EXTRAIT DU DOCUMENT
Un refuge une vaste manifestation la résistance prend forme contre l'inhumanité du système d'asile en Europe

Alors que des migrants meurent par centaines en Méditerranée, un mouvement de résistance contre le système inhumain de Dublin s'organise en Suisse et en particulier à Lausanne où un refuge a été ouvert pour cinq requérants menacés de renvoi.

«Les bateaux coulent... la Suisse refoule!» Samedi dernier, 1000 à 1500 personnes ont manifesté à Lausanne pour exiger un moratoire sur les renvois de requérants d'asile vers l'Italie ou d'autres pays européens, en application du règlement Dublin. Partis du refuge de St-Laurent qui accueille cinq requérants érythréens et éthiopiens menacés d'être renvoyés, les manifestants ont dénoncé le cynisme de la Suisse refoulant des réfugiés, alors que des centaines de migrants périssent en mer en tentant de franchir la Méditerranée et que l'Italie accueille déjà des dizaines de milliers de personnes fuyant la guerre et la misère.
Le règlement Dublin, auquel la Suisse a adhéré il y a 10 ans en même temps qu'elle souscrivait à l'accord Schengen, prévoit qu'un réfugié dépose sa demande d'asile dans le premier pays européen dont il a foulé le sol. S'il poursuit son périple vers un autre Etat, il peut être renvoyé à tout moment. Ce système engendre «une sinistre loterie sur des destins humains», relève le Collectif R, à l'initiative du refuge de St-Laurent et de la manifestation.
Lors d'une conférence organisée par ce collectif il y a trois semaines dans la salle paroissiale faisant office de refuge, Aldo Brina, du Centre social protestant de Genève, expliquait comment, avec le système Dublin et sa base de données Eurodac, recueil d'empreintes digitales, les migrants étaient estampillés dès leur arrivée. «Les gens ne sont plus des êtres humains, ils sont des caisses de marchandises, comme un paquet DHL que l'on renvoie vers l'Italie. C'est de la gestion de stock et de flux, une déshumanisation totale. Pourquoi?» a-t-il lancé.

Précarité extrême pour les «Dublinés»

Extraits de données d'annotation par points
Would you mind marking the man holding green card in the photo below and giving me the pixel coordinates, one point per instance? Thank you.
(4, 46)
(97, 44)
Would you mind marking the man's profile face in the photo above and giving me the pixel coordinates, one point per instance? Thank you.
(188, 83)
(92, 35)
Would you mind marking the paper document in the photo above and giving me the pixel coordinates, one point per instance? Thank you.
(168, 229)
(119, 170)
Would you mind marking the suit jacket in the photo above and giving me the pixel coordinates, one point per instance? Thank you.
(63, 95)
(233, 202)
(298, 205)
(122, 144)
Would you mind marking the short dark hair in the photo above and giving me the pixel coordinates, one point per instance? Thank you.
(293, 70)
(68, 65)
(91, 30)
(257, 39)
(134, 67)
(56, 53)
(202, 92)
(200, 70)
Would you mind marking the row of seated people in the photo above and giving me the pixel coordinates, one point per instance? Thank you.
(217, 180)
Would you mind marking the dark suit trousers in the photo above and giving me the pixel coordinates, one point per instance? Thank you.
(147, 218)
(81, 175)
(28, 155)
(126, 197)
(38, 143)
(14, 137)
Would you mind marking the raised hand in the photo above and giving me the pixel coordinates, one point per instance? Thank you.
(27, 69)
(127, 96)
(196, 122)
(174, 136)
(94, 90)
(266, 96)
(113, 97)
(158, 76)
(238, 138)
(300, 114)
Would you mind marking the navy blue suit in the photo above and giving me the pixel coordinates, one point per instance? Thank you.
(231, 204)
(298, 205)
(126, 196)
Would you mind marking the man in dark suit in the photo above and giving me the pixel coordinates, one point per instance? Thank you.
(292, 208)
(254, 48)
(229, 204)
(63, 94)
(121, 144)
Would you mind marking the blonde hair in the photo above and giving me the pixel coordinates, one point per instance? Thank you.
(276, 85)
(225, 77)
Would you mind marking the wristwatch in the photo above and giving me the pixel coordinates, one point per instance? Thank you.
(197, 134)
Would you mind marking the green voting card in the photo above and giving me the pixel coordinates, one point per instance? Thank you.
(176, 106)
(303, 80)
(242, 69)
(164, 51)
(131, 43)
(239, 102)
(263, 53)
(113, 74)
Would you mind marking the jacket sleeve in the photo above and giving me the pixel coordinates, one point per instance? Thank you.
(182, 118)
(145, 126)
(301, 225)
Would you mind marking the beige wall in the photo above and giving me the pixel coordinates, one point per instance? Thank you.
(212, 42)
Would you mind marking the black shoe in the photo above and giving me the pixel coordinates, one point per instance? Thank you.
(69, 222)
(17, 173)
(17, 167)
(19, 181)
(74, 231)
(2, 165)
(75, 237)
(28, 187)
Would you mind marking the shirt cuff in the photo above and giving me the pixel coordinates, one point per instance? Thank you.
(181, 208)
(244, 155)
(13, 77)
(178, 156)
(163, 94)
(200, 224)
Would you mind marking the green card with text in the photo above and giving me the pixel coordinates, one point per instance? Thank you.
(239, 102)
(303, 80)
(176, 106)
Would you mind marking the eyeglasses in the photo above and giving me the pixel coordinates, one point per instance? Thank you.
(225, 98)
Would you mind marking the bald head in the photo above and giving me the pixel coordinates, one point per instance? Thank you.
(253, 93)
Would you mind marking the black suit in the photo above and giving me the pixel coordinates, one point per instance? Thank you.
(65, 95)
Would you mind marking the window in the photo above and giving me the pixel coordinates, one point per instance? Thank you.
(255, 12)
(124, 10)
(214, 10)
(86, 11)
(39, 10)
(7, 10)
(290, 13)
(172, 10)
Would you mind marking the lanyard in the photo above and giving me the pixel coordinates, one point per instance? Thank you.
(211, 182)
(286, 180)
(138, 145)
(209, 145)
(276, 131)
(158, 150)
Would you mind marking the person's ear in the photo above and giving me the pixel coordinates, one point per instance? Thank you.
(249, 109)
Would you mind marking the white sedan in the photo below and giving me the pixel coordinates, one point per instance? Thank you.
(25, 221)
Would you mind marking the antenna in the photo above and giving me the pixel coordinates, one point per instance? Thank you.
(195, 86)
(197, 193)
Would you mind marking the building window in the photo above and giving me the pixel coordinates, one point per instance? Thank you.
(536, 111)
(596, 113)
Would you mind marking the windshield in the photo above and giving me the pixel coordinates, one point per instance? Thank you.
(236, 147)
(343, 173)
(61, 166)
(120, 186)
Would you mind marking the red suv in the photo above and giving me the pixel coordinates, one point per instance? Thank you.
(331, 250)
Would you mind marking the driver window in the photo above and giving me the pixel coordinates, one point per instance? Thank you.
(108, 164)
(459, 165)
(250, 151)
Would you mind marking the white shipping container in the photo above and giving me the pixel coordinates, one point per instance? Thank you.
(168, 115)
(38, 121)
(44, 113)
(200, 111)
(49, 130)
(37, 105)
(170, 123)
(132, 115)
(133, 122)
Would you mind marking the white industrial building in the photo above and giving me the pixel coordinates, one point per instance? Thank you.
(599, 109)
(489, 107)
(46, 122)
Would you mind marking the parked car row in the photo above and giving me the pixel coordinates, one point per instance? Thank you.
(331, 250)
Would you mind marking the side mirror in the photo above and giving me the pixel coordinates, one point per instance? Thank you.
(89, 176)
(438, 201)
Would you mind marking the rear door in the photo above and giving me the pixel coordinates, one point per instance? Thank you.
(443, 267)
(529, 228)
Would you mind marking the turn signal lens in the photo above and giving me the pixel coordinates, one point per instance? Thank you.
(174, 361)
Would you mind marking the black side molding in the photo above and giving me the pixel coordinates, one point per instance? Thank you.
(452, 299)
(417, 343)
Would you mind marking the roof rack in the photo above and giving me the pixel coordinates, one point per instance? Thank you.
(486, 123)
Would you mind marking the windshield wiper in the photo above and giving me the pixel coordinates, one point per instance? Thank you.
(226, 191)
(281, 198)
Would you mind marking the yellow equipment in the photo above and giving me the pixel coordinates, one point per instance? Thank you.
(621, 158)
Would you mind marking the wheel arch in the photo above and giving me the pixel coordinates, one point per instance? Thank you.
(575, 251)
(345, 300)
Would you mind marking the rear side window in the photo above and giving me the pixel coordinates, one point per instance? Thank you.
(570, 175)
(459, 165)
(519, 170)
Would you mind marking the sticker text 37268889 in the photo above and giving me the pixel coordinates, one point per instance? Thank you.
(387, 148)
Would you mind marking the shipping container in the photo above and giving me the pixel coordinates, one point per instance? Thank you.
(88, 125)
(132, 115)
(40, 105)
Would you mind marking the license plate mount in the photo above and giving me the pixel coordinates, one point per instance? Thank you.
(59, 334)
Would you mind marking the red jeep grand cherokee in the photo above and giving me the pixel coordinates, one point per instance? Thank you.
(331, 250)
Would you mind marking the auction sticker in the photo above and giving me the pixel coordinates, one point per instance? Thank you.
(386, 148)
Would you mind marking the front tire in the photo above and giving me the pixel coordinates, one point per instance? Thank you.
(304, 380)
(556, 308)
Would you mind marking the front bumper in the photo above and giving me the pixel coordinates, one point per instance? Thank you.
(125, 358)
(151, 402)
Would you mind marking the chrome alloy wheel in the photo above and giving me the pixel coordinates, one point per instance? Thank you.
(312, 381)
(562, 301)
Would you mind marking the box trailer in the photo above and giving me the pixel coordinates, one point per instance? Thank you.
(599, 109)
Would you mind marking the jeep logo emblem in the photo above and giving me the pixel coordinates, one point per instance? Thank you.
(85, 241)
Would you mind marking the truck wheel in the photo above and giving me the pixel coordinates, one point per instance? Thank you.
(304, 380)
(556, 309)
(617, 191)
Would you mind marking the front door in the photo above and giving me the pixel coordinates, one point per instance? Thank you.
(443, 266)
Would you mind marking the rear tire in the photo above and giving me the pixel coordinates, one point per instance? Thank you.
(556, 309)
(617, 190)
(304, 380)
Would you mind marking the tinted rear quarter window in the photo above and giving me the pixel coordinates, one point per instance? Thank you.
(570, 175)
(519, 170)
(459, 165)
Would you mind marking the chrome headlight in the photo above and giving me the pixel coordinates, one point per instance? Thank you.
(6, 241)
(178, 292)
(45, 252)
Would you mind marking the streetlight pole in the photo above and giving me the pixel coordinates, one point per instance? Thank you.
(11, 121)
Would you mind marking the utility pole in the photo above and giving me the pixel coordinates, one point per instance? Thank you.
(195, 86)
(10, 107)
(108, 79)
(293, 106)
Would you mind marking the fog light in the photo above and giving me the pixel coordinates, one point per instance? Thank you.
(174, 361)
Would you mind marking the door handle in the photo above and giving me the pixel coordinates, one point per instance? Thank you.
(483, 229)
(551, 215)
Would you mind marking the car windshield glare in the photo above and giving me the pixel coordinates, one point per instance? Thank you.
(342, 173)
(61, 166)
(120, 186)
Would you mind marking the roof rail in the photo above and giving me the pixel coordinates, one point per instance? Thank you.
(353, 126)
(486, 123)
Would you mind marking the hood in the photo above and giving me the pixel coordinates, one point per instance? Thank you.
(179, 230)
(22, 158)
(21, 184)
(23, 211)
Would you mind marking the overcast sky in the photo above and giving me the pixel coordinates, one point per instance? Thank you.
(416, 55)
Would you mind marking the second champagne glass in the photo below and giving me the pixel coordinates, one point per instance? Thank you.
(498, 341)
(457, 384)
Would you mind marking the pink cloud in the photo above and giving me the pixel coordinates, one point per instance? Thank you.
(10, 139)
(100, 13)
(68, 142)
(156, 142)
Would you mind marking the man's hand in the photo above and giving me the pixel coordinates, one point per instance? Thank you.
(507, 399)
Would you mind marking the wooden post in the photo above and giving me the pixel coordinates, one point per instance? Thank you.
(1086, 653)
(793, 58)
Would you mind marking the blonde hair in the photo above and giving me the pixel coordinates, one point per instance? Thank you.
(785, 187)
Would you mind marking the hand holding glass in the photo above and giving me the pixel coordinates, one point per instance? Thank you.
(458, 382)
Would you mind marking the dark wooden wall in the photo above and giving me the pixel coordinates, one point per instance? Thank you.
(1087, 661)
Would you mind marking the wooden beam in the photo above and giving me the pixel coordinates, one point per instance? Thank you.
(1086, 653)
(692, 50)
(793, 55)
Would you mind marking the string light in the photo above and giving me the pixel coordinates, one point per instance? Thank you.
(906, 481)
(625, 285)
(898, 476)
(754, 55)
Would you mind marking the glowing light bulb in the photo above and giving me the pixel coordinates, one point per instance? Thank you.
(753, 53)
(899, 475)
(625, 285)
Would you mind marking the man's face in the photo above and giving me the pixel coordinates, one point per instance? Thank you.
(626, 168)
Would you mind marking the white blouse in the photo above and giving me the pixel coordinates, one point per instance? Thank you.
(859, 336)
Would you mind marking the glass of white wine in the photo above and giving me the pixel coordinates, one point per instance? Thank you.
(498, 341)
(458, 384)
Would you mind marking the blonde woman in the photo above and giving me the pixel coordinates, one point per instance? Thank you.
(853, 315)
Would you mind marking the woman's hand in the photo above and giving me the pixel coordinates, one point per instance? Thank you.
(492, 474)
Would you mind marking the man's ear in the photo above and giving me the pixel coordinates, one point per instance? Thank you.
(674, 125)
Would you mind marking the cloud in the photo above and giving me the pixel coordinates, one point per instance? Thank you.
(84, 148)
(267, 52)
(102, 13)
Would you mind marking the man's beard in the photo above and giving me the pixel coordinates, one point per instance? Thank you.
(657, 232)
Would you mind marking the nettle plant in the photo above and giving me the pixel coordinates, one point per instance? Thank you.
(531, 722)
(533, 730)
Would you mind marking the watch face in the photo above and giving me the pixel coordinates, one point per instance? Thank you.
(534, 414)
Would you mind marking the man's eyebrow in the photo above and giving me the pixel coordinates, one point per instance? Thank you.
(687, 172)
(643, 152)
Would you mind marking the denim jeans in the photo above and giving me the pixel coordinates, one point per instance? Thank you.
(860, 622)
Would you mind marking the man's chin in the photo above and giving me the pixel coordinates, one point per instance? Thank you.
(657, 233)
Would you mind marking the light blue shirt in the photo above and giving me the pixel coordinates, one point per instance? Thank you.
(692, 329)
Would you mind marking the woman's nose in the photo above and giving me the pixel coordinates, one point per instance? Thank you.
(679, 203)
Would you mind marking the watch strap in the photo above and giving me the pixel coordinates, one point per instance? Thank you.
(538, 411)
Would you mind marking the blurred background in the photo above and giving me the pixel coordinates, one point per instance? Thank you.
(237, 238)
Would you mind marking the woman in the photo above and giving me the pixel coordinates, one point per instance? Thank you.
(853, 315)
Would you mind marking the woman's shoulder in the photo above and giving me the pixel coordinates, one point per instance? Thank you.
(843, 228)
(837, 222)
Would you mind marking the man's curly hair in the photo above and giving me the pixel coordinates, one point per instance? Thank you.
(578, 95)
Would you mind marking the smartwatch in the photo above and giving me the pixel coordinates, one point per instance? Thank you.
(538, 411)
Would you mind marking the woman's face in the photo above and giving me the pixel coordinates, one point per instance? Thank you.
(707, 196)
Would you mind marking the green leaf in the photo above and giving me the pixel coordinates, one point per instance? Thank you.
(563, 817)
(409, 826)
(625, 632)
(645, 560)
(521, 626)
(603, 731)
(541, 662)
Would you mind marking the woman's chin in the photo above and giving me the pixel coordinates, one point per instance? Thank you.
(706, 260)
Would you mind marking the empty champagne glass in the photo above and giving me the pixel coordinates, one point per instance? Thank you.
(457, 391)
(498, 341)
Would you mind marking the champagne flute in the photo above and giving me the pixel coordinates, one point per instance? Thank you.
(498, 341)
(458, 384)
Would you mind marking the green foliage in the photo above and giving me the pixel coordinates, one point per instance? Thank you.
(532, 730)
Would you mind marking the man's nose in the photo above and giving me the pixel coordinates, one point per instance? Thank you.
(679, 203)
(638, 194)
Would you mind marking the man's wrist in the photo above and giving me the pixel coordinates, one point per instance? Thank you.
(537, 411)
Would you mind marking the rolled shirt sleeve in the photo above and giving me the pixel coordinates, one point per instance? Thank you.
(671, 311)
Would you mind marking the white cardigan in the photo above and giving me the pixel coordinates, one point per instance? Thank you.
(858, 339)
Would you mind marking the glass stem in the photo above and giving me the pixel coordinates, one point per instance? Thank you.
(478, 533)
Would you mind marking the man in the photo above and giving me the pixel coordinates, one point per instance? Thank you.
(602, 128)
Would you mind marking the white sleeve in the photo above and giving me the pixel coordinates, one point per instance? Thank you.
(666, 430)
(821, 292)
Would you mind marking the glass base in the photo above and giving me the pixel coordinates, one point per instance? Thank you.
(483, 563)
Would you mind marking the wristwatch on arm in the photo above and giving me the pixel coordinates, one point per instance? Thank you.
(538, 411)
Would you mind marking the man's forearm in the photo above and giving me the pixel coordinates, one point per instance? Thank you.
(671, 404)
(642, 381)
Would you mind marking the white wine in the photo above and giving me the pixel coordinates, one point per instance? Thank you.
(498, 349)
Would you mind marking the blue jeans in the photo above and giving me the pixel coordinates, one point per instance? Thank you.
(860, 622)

SÉRIE D'EXERCICES
#1 D'après le texte sur le règlement Dublin, combien de personnes ont manifesté à Lausanne samedi dernier ?
#2 Rédigez, s'il vous plaît, la suite du texte sur le règlement Dublin en partant de sa dernière ligne.

RÉPONSES DANS L'ORDRE
#1 Entre 1000 et 1500 personnes.

#2
Parmi les nombreux intervenants de la soirée - intitulée «Dublin et droits humains: un accord impossible?» - Fernando Vasco Chironda était venu d'Italie pour parler de la situation des migrants renvoyés dans ce pays, les «Dublinato» ou «Dublinés» comme il les nomme. Représentant d'Amnesty International Italie, le militant a souligné les difficultés extrêmes auxquelles les «Dublinés» sont confrontés à leur retour dans un pays marqué par la crise, où les trois quarts des migrants n'ont pas de toit. Divisés en deux catégories, entre ceux inscrits à leur arrivée dans Eurodac et ceux n'ayant que transité par l'Italie, les «Dublinés» se retrouvent la plupart du temps sans droits. Ainsi, un «Dubliné» déjà inscrit en Italie ne peut pas accéder à un logement dans un centre de requérants, l'Etat considérant qu'en quittant ce pays, il refusait tout soutien. «Souvent, les "Dublinés" sont débarqués dans un aéroport. Là, ils n'ont rien, ni à manger, ni soins. C'est une violation de leurs droits fondamentaux. Normalement, ils ne devraient pas y rester plus de 24 ou 48 heures, mais certains y passent des semaines entières. Avec le risque aussi qu'un policier zélé les renvoie vers leur pays d'origine. Entre 2013 et 2014, il y a eu 2000 renvois de "Dublinés" depuis l'Italie.»

«Il faut changer Dublin»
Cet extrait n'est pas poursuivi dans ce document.